→ Do this: Gather every line in the records below that contains the word "small", and copy each one unchanged.

→ Data records:
+ + + + + + +

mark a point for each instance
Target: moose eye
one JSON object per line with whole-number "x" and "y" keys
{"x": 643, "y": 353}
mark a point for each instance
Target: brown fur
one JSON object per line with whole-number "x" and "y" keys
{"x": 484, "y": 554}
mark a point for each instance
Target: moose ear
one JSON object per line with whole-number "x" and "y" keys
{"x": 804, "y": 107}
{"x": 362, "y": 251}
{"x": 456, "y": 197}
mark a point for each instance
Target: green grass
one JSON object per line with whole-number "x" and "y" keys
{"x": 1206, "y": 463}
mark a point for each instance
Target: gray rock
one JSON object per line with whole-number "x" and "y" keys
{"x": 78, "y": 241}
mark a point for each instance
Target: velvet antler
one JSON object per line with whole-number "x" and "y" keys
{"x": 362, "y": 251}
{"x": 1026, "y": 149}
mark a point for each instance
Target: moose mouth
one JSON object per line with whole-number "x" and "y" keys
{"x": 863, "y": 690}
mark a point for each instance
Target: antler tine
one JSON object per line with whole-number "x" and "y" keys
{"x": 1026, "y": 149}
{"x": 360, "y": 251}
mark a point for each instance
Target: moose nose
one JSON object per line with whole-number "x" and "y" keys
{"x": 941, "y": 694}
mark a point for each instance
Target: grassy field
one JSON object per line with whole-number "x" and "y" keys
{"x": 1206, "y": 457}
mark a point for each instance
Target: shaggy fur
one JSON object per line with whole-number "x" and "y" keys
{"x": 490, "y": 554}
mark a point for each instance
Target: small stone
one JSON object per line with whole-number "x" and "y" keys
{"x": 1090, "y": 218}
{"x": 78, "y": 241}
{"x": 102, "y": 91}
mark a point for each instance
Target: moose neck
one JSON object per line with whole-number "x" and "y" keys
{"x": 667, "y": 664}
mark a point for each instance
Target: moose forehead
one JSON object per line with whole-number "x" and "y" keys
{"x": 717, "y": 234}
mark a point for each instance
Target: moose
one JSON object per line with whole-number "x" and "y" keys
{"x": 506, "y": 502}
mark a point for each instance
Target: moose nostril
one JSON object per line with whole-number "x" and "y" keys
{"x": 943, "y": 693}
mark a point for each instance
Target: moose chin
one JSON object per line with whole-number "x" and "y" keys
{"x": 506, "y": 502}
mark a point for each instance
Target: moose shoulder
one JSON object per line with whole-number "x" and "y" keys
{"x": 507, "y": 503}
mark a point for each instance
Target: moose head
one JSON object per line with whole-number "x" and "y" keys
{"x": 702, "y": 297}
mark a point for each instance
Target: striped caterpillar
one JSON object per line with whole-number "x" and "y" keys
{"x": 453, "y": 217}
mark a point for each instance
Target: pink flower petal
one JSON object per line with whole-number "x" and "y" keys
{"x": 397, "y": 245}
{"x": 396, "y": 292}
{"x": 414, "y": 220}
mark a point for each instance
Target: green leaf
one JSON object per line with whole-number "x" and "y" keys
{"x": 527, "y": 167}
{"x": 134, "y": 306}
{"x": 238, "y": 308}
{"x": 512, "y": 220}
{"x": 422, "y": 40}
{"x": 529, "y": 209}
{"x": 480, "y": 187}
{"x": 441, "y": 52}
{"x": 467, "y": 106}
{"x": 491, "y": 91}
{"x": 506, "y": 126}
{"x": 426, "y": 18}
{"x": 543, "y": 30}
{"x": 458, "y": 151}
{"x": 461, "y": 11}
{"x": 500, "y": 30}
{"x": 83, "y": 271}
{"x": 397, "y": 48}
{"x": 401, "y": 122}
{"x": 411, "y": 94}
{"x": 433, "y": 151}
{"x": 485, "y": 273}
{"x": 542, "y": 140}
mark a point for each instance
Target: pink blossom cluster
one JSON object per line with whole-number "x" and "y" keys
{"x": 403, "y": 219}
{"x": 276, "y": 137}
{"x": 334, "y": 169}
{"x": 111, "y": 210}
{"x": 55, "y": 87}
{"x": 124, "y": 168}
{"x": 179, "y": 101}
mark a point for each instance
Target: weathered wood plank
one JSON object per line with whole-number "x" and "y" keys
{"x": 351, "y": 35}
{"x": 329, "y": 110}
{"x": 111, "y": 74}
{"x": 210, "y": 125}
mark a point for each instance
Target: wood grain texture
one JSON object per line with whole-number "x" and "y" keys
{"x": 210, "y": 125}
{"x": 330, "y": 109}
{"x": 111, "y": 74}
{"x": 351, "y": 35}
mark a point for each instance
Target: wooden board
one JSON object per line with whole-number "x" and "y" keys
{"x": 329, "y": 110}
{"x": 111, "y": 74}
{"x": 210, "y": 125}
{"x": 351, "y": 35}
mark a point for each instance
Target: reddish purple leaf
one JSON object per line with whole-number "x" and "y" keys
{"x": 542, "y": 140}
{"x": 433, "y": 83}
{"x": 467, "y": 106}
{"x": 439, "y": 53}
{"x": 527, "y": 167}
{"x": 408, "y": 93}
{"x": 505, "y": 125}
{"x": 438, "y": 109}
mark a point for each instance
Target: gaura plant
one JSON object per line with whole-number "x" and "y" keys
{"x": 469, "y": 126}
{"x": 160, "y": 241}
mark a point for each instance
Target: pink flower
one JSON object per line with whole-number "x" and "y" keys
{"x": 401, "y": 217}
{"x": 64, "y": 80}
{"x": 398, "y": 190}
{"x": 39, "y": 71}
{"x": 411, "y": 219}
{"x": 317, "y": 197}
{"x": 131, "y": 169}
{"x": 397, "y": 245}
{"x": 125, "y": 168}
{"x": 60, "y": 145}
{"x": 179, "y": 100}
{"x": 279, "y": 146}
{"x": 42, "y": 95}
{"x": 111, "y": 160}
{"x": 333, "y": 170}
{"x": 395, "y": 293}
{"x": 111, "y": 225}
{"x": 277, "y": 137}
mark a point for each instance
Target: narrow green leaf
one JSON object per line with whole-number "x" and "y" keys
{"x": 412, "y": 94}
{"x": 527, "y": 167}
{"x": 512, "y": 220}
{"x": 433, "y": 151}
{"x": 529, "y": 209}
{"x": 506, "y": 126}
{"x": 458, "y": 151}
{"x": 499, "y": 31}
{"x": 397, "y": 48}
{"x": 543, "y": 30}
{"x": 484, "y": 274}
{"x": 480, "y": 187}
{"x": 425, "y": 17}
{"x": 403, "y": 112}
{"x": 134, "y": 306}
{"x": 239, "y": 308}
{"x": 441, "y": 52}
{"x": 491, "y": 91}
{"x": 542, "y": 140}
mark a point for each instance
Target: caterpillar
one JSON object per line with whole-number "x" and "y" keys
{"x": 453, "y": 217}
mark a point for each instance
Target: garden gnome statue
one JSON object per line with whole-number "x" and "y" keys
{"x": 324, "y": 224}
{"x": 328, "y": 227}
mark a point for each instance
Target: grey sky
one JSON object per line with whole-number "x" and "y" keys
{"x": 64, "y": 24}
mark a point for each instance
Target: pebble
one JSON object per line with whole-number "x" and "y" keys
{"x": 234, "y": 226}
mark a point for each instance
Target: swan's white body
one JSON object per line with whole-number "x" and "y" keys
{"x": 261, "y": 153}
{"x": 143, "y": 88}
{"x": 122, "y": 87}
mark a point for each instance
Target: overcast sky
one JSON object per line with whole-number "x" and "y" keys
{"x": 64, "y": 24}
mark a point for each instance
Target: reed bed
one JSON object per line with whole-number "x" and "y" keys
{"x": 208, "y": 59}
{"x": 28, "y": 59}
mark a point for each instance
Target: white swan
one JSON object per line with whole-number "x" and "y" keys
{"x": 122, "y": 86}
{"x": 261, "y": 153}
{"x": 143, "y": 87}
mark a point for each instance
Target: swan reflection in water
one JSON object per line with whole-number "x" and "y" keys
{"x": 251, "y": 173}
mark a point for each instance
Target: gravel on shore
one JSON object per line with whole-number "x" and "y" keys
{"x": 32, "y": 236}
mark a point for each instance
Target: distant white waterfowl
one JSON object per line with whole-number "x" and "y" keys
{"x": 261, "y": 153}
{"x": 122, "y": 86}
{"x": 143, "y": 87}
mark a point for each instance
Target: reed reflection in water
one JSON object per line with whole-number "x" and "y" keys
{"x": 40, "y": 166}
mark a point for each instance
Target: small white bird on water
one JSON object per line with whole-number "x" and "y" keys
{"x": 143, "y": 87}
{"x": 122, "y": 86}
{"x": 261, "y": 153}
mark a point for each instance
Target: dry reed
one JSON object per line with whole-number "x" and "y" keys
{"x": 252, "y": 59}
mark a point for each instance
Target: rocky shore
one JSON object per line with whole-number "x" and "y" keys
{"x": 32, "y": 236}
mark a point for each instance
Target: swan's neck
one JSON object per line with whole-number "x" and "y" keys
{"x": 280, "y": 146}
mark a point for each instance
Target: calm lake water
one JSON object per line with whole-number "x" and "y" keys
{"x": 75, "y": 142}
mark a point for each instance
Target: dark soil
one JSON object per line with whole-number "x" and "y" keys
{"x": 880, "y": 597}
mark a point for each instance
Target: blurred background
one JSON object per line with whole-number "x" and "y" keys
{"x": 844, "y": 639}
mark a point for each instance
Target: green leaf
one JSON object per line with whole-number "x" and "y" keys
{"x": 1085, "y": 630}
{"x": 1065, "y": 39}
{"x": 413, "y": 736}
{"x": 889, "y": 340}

+ + + + + + +

→ Result of the exercise:
Target: small stone
Target: small white bird on water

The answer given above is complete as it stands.